** start Excerpted text **
Monday, December 9, 2013

REVIEW: The Backup Boyfriend by River Jaymes

The Backup Boyfriend The Backup Boyfriend by River Jaymes
My rating: 2 of 5 stars

This was a nice contemporary romance. I have no major criticisms. It just didn’t work for me.

What I Liked

+ the characters

Alec got off on the wrong foot with me in the beginning. I found him whiny, and I feared he was going to be a doormat. I perfectly understood he was grieving over the breakup of his two-year relationship, but I wanted Alec to express it in anger and bitterness and be all revenge-y. Thankfully, he quickly improved. He showed some anger and backbone (in his own mild mannered way), and he had Dylan to carry the revenge part for him. I came to like Alec more than I thought. I didn’t think I would.

I also liked Dylan. I liked his sense of justice and how he put his anger (as an angry person with issues) to good use, by helping Alec get back at his ex, Tyler. Dylan could have easily come off as emo because of his issues because, boy, he had a lot of them, the poor guy. I was amazed how well-adjusted he was.

My favorite character was Noah, Alec and Dylan’s flamboyant friend. There’s a lot of bad romances out there that can be majorly improved if they have a supporting character like Noah. Sometimes characters make stupid choices, and they need some sense slapped into them. Noah slapped some sense into Alec and Dylan. He was the best friend a main character in a love story could ever ask for.

I never cared for Tyler. I’m surprised and miffed that he’s going to be the main character in the next book of the series. However, I did appreciate that he didn’t turn out be to the Evil Ex the book introduced him to be, and that his new boyfriend Logan was nice and not the new bitchy jealous lover. One of the great things about the book was that it didn’t play into stereotypes.

+ the plot

Another great thing about the book was the plot. The book didn’t drag out the revenge plot line. The confrontation between the exes happened early in the story and on time for reader’s satisfaction. Once it played out, the book moved onto other things and didn’t go back to rehash it like a worn sock. From the start the plot put Dylan on front stage next to Alec, and it never once switched him out for Tyler. The plot was always about Alec and Dylan with Tyler in the dark background, and this is very rare for a romance with this kind of premise. Usually, the ex would be on the front stage and fighting our destined lovers for the spotlight, making a lot of drama. That didn’t happen in this book.

The plot had angst. How can there not be with the amount of issues Alec and Dylan had? But the angst was moderate and never became a sticking point for me. I really like how plot brought up heavy topics like HIV and sexual orientation confusion without making things preachy or depressing to read.
** end Excerpted text **
** start Recorded data **
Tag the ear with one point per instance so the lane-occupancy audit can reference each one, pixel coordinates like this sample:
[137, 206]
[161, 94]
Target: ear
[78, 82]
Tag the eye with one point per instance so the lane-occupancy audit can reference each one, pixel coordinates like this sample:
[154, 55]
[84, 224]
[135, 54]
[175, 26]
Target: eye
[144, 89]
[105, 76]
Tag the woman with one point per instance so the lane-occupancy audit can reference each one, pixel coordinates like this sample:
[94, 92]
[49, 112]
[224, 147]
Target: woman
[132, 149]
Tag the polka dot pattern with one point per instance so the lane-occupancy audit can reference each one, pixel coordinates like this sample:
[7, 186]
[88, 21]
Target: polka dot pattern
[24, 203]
** end Recorded data **
** start Recorded data **
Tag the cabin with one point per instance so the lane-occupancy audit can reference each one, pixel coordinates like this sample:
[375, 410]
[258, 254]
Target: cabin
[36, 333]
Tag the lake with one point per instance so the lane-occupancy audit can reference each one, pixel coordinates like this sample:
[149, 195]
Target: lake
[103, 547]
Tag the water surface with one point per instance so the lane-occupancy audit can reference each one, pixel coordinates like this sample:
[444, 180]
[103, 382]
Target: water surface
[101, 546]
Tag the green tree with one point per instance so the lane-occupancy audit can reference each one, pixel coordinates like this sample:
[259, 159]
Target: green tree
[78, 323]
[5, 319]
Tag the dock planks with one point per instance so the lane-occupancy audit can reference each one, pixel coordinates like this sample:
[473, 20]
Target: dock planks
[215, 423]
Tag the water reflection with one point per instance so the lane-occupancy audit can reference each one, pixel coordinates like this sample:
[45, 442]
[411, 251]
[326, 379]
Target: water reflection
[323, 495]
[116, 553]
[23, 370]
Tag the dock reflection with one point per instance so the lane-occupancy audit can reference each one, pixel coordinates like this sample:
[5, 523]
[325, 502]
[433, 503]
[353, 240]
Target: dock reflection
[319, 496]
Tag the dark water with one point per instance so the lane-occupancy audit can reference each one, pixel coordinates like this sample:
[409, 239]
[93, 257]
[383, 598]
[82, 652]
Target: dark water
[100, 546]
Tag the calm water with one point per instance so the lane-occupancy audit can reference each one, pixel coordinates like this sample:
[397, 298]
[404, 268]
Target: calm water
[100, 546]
** end Recorded data **
> **Short problem**
In the book review above, which character does the reviewer name as a favorite?

> **Full response**
Noah, Alec and Dylan's flamboyant friend.